Provided data →
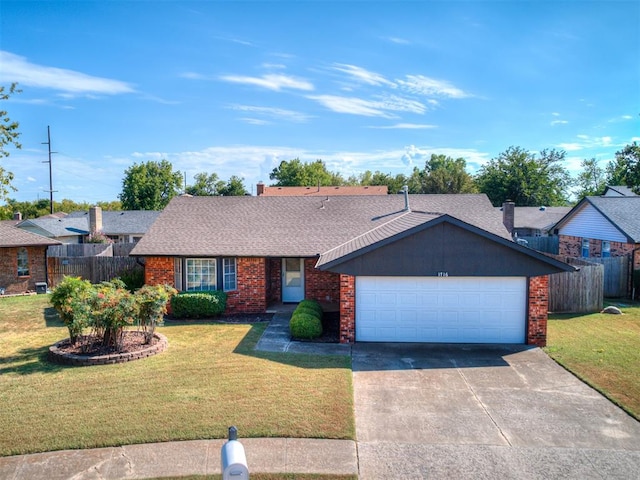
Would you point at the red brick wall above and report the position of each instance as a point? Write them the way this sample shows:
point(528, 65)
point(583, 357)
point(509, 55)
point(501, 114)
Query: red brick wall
point(159, 271)
point(538, 311)
point(319, 285)
point(572, 247)
point(274, 280)
point(251, 295)
point(9, 279)
point(347, 309)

The request → Repeat the data above exactly, but not the pictures.

Expected output →
Would you point at the red brick wall above and report the position of each instance as a point? Write them the way this sample shows:
point(528, 65)
point(583, 357)
point(509, 55)
point(501, 114)
Query: red brick wall
point(159, 271)
point(538, 311)
point(319, 285)
point(572, 247)
point(274, 280)
point(251, 295)
point(9, 279)
point(347, 309)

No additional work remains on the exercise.